**Problem description:** Could you convert the entries below into a two-column CSV with the headers instruction and points, one row per entry, starting at the line containing "Practice step: pin every instance of the distant" and ending at the line containing "[(139, 65)]"? Put each entry's text and its coordinates in their own quoted fields, replace line breaks with spaces, and omit the pictures.

**Data supplied:**
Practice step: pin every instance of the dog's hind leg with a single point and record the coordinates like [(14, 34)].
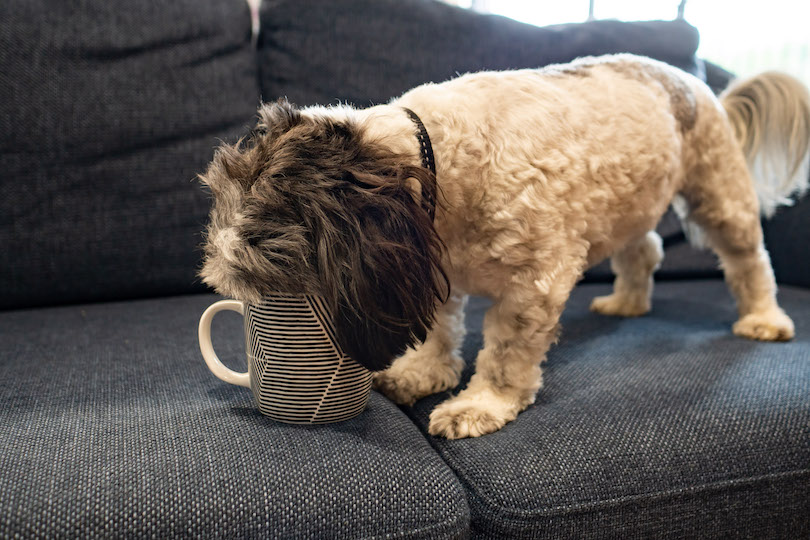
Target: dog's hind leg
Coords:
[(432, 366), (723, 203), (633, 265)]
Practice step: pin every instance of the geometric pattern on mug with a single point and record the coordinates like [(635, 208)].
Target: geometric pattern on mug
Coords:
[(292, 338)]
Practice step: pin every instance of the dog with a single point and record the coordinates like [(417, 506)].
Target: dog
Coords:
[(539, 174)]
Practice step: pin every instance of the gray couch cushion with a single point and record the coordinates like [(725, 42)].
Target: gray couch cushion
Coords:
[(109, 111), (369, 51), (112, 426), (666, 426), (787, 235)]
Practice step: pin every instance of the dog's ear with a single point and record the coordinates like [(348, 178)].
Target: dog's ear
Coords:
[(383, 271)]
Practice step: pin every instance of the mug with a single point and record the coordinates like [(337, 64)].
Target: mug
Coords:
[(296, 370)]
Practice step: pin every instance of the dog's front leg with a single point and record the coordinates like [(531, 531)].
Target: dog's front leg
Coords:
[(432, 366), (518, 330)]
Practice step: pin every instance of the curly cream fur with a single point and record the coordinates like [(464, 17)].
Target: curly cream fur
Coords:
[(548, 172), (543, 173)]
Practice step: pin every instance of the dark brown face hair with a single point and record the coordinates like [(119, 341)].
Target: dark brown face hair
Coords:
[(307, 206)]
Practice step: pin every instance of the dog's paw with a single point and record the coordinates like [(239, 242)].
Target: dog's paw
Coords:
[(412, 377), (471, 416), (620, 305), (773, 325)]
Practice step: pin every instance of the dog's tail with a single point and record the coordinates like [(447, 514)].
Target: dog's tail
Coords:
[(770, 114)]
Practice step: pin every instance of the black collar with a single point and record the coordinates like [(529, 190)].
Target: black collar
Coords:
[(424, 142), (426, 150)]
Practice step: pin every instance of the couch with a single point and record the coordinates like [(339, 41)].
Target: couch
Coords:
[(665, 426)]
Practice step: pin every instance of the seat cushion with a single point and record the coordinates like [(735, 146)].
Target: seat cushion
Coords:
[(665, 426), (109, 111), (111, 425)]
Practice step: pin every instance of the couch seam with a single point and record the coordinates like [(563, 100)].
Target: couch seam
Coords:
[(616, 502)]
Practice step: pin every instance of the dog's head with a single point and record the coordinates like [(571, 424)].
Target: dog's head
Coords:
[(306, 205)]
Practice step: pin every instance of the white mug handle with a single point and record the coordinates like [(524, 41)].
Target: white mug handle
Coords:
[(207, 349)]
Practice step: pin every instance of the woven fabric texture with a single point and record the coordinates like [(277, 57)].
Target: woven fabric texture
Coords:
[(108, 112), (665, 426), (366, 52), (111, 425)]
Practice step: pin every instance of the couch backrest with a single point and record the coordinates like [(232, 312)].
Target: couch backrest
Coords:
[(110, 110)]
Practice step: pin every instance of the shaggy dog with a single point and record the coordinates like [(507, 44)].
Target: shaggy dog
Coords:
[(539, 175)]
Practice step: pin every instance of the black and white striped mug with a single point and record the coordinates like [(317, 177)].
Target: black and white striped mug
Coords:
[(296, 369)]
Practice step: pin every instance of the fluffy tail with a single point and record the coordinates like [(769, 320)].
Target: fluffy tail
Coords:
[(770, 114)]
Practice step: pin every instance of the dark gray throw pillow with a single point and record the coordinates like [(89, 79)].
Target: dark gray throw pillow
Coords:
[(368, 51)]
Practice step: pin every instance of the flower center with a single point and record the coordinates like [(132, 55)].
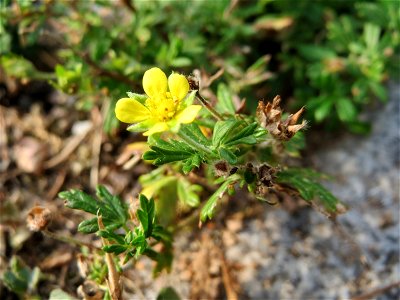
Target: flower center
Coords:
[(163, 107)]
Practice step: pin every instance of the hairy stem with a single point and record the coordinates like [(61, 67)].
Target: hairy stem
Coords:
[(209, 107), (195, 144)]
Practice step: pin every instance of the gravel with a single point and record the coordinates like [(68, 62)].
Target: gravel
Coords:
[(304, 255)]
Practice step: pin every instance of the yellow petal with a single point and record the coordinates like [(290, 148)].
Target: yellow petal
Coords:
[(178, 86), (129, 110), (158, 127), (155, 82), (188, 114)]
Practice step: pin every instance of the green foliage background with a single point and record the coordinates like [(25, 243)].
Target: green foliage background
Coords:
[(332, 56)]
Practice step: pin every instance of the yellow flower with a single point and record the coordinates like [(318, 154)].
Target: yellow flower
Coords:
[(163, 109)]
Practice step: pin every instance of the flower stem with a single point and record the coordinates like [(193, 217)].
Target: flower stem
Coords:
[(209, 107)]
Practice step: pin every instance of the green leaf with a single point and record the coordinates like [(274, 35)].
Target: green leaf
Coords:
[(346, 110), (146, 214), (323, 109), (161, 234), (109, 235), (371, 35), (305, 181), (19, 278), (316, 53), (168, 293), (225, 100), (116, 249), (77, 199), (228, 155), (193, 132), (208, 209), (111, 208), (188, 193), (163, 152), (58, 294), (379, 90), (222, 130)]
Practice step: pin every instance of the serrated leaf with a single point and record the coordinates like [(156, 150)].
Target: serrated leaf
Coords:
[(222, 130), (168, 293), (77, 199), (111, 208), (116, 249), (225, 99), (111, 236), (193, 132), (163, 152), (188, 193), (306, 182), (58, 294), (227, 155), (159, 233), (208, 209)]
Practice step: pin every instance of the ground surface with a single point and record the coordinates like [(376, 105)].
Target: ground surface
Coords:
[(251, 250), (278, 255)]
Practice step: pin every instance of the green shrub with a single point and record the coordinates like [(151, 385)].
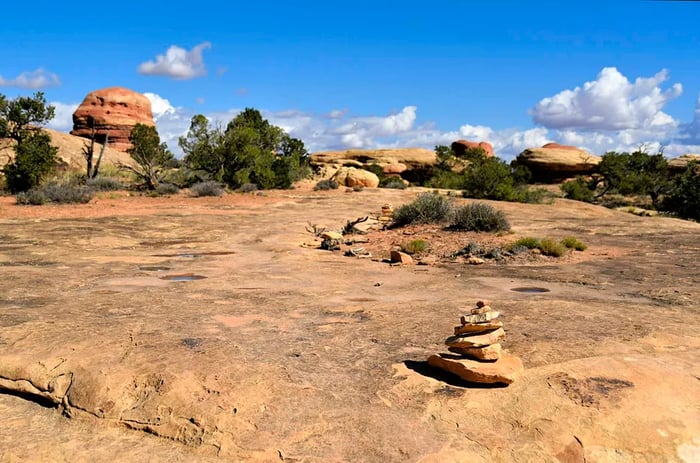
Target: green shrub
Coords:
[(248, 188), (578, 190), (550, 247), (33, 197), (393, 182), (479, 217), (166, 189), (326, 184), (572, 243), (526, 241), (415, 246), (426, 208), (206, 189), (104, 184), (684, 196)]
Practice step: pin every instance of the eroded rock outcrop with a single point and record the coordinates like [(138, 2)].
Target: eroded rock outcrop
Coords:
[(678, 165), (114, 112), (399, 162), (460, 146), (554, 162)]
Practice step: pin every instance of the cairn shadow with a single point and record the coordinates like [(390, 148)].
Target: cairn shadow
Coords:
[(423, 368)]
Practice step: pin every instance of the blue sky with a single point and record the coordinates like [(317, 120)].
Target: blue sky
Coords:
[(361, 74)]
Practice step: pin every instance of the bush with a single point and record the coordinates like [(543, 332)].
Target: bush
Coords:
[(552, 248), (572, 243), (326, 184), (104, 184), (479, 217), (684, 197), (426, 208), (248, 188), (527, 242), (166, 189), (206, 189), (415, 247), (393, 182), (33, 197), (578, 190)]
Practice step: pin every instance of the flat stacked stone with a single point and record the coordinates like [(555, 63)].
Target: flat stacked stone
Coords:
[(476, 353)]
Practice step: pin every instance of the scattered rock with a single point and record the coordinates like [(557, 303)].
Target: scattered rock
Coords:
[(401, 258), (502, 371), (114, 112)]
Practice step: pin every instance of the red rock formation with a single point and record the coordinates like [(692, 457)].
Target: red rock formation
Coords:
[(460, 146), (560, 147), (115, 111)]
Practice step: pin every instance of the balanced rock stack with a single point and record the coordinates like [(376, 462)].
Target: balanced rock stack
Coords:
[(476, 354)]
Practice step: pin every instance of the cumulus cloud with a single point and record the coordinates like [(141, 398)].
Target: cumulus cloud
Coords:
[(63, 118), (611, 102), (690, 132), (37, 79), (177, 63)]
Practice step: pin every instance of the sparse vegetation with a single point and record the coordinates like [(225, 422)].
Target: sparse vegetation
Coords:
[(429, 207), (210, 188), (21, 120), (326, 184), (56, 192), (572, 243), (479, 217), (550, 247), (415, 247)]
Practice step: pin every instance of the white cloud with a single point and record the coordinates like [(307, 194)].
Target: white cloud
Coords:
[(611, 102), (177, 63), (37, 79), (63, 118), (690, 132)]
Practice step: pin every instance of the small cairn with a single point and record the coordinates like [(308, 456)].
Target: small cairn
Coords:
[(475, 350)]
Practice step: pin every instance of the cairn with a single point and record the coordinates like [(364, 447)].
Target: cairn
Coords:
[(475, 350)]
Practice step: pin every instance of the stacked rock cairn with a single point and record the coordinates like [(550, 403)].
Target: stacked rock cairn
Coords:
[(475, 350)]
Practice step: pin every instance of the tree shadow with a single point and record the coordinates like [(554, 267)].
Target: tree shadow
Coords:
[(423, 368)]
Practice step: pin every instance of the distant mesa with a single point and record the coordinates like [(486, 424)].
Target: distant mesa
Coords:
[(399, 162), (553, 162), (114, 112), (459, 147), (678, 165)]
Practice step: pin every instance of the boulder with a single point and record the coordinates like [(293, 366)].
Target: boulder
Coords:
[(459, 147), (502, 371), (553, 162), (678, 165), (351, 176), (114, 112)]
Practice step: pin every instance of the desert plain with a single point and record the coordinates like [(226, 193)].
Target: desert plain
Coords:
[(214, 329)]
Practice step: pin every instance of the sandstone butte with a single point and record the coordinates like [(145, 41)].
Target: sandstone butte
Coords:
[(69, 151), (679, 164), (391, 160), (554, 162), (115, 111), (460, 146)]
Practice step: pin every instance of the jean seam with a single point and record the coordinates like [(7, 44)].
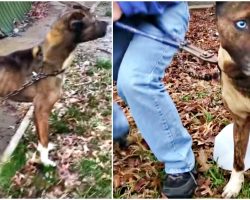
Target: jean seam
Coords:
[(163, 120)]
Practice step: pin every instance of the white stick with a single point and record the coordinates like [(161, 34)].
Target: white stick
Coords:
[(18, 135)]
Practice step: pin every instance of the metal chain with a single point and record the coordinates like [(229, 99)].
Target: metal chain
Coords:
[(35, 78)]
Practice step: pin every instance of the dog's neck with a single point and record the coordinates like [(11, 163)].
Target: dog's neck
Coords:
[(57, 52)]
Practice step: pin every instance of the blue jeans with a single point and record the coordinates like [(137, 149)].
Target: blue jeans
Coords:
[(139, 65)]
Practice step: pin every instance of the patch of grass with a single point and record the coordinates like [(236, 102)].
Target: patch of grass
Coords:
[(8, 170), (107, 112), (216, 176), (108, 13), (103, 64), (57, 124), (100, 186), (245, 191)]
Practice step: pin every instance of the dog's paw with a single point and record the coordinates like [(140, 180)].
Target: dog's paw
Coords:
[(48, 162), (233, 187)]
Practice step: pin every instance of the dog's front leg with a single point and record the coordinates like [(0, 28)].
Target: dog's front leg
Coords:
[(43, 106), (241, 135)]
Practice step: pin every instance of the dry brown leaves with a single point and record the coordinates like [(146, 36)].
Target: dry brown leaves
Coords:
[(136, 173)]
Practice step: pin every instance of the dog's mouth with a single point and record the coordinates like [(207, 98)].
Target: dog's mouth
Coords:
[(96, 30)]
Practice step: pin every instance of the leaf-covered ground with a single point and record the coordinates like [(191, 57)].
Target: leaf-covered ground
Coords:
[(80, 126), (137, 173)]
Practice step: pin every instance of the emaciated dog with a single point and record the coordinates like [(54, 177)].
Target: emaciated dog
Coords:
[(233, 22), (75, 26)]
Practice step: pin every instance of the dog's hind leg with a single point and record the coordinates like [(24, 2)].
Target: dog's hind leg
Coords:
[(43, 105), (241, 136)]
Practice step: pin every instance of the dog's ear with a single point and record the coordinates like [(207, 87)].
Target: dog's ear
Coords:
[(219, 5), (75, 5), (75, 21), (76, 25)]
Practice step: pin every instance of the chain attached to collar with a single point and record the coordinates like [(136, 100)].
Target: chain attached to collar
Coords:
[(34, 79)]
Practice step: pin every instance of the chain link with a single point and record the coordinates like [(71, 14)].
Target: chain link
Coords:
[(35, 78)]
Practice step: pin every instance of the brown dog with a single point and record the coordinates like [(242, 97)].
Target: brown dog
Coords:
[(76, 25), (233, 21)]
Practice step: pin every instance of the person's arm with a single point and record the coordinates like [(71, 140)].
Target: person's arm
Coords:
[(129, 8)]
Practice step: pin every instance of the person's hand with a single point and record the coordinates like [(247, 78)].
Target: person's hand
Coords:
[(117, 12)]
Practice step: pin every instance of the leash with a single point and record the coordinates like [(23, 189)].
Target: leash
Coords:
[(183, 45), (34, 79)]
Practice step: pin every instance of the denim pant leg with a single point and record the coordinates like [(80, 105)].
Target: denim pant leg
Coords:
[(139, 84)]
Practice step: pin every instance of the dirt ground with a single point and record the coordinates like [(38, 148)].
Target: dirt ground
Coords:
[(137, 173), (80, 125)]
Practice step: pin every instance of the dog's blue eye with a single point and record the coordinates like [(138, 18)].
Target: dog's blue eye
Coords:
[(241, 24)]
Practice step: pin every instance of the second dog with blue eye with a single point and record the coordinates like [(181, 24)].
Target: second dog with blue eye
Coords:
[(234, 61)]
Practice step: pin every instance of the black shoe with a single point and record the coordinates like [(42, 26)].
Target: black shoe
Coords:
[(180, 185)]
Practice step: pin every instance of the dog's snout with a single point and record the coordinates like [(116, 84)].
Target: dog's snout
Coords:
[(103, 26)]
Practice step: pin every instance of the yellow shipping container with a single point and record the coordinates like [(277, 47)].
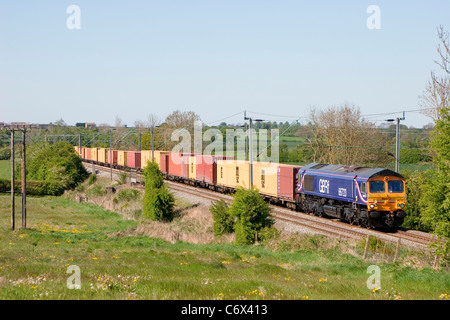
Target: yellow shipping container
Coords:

**Task answer:**
instruction,points
"Practice step: pin every instance of the distant mesa with a single point and record the coordinates like [(486, 424)]. Target: distant mesa Coords:","[(399, 162), (553, 162), (114, 112), (459, 147), (678, 165)]"
"Practice step: pin every instance of the boulder with a single point and record the coordinates like [(293, 366)]. Target: boulder Coords:","[(459, 147), (502, 371), (553, 162), (678, 165), (351, 176), (114, 112)]"
"Practice step: pin every instance of the desert plain with a single point and record the coordinates like [(226, 193)]. Target: desert plain Coords:","[(214, 329)]"
"Practice step: pin every instance of the sandstone butte with a single point and record the coordinates like [(145, 41)]. Target: sandstone butte Coords:","[(69, 151), (679, 164), (391, 160), (554, 162), (115, 111), (460, 146)]"
"Practice step: pin every instance of the jean seam with a single point and record the coordinates like [(7, 44)]. Target: jean seam Coords:","[(163, 120)]"
"Practice step: pin every instance of the white stick with a single point and record the coordinates like [(161, 34)]. Target: white stick Coords:","[(18, 135)]"
"Practice step: pin every instance of the metal chain with a single point and record the coordinates like [(229, 99)]. Target: metal chain Coords:","[(35, 78)]"
"Practice step: pin every instance of the dog's neck with a single point and record the coordinates like [(11, 163)]. Target: dog's neck Coords:","[(57, 52)]"
"Practice step: pin every instance of the blue jeans with a single point and record the coordinates like [(137, 149)]. Target: blue jeans Coords:","[(139, 65)]"